* WRITTEN REQUEST *
Return the material below in full and exactly.
------
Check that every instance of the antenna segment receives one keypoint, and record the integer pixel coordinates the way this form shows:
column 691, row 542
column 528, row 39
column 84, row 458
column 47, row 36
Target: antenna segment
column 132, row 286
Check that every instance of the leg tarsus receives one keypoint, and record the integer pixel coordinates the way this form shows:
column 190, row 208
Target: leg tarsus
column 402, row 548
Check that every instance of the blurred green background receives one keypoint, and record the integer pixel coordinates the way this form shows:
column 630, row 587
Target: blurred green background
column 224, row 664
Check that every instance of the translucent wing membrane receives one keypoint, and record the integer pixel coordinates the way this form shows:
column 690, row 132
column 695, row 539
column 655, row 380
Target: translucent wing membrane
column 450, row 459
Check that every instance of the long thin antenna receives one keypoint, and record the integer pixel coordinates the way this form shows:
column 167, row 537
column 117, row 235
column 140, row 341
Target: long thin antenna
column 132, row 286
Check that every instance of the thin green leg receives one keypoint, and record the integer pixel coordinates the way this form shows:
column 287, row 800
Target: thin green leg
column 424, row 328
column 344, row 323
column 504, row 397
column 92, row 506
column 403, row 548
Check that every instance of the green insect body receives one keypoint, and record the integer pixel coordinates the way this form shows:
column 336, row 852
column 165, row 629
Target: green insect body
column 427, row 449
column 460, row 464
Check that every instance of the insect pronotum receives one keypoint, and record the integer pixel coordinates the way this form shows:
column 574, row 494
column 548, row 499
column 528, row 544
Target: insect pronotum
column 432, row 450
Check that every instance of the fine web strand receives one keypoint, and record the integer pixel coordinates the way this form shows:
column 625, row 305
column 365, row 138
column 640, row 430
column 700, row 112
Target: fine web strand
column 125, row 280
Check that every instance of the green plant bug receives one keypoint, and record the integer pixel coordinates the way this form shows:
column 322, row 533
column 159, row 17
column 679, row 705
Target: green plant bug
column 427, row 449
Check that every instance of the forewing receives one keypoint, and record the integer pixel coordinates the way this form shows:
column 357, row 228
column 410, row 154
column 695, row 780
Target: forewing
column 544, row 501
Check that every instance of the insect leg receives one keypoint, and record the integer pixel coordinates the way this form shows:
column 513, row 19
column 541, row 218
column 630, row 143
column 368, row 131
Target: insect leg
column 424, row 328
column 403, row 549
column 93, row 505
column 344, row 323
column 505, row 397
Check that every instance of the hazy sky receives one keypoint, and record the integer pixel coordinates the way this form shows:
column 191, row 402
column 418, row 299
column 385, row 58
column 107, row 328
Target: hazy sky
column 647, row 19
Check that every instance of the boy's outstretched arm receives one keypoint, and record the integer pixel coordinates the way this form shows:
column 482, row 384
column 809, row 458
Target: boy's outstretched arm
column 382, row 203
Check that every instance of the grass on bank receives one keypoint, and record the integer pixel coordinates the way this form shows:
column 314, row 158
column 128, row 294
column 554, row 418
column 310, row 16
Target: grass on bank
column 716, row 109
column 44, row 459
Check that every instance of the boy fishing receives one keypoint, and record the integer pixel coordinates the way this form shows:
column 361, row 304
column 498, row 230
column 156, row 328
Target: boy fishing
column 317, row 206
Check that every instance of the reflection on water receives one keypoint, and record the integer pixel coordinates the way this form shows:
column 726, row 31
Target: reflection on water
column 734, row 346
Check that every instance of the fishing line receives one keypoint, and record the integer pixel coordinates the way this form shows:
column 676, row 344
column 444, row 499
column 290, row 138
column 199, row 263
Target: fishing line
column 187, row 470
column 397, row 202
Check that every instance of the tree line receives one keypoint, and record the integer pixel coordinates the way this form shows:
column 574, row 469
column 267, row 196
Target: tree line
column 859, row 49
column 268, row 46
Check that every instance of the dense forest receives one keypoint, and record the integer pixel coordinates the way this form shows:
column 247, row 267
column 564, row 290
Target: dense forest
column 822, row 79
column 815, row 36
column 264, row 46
------
* WRITTEN SOLUTION *
Check that every instance of the antenna segment receives one keypoint, and record the integer pixel coordinates the way this form shows:
column 691, row 542
column 528, row 39
column 84, row 458
column 47, row 36
Target: antenna segment
column 132, row 286
Check that every instance of the leg tarsus receives one keypoint, and record the integer pixel coordinates the way this form shows:
column 190, row 208
Target: leg tarsus
column 402, row 548
Check that every instance of the blurred green background receives one keypoint, and record the integer pixel coordinates the way this form shows:
column 630, row 587
Target: blurred green background
column 224, row 664
Check that every instance of the translucent wing membrane receives one keypoint, and record the integer pixel coordinates the way this form shows:
column 690, row 132
column 695, row 539
column 655, row 380
Target: translucent wing membrane
column 450, row 459
Check that every instance of the long thin antenna receives one keypoint, and record the integer pixel coordinates the way this form shows:
column 167, row 537
column 117, row 235
column 140, row 341
Target: long thin antenna
column 132, row 286
Check that every instance of the thin green leg receives one keypoint, and record the integer pixel coordinates the way this form shows:
column 287, row 800
Target: thin green leg
column 424, row 328
column 344, row 323
column 504, row 397
column 92, row 506
column 403, row 548
Check that every instance of the green insect body receives one keypoint, and record the integer pixel coordinates the way this form shows:
column 336, row 852
column 165, row 629
Target: green insect body
column 427, row 449
column 460, row 464
Check that every instance of the insect pronotum receives one keypoint, and record the integer pixel coordinates the way this form shows:
column 574, row 494
column 548, row 499
column 528, row 544
Target: insect pronotum
column 432, row 450
Check that every instance of the fine web strand receives one keypoint, and record the integer pixel coordinates the way this form shows:
column 625, row 305
column 365, row 138
column 640, row 430
column 700, row 112
Target: fine web strand
column 125, row 280
Check that every instance of the green plant bug receives one keypoint, and record the integer pixel coordinates the way this form shows:
column 322, row 533
column 159, row 17
column 679, row 705
Target: green plant bug
column 427, row 449
Check that every instance of the forewing receives one keypoint, and record the integer pixel coordinates the way this form shows:
column 357, row 228
column 410, row 154
column 695, row 780
Target: forewing
column 544, row 501
Check that every instance of the insect leg receives one keypoint, and record the integer pixel coordinates the way this form shows:
column 513, row 19
column 541, row 218
column 630, row 143
column 368, row 131
Target: insect leg
column 424, row 328
column 403, row 549
column 93, row 505
column 344, row 323
column 505, row 397
Check that every instance of the hazy sky receives one keypoint, and record the integer pixel coordinates the way this form shows:
column 191, row 402
column 418, row 299
column 385, row 58
column 107, row 328
Target: hazy sky
column 647, row 19
Check that every instance of the boy's outstretched arm receives one keypoint, and record the integer pixel coordinates the way this form shows:
column 482, row 384
column 809, row 458
Target: boy's outstretched arm
column 382, row 203
Check that every instance of the grass on bank receives one keypoint, and record the integer pixel coordinates the way this form shows:
column 314, row 158
column 128, row 294
column 554, row 418
column 310, row 16
Target: grass on bank
column 716, row 109
column 44, row 459
Check that every instance of the boy fishing receives one keypoint, and record the integer pixel coordinates the way this form shows:
column 361, row 304
column 498, row 230
column 156, row 328
Target: boy fishing
column 317, row 206
Check that every instance of the reflection on water receives one keypoint, and record the integer pixel coordinates the way this form shows:
column 726, row 31
Target: reflection on water
column 734, row 346
Check that every instance of the fishing line receives one keypoint, and record the integer pixel coordinates the way this form shows:
column 676, row 344
column 444, row 499
column 290, row 138
column 199, row 263
Target: fishing line
column 187, row 470
column 397, row 202
Check that every instance of the tree line receives one keypoint, and record the integer pixel coordinates the way this form shows:
column 574, row 469
column 267, row 196
Target: tree line
column 859, row 49
column 268, row 46
Check that every instance of the dense forest receives one keypoint, and record the integer pixel coordinates the way this form shows:
column 247, row 267
column 564, row 290
Target: dense forest
column 822, row 79
column 815, row 36
column 264, row 46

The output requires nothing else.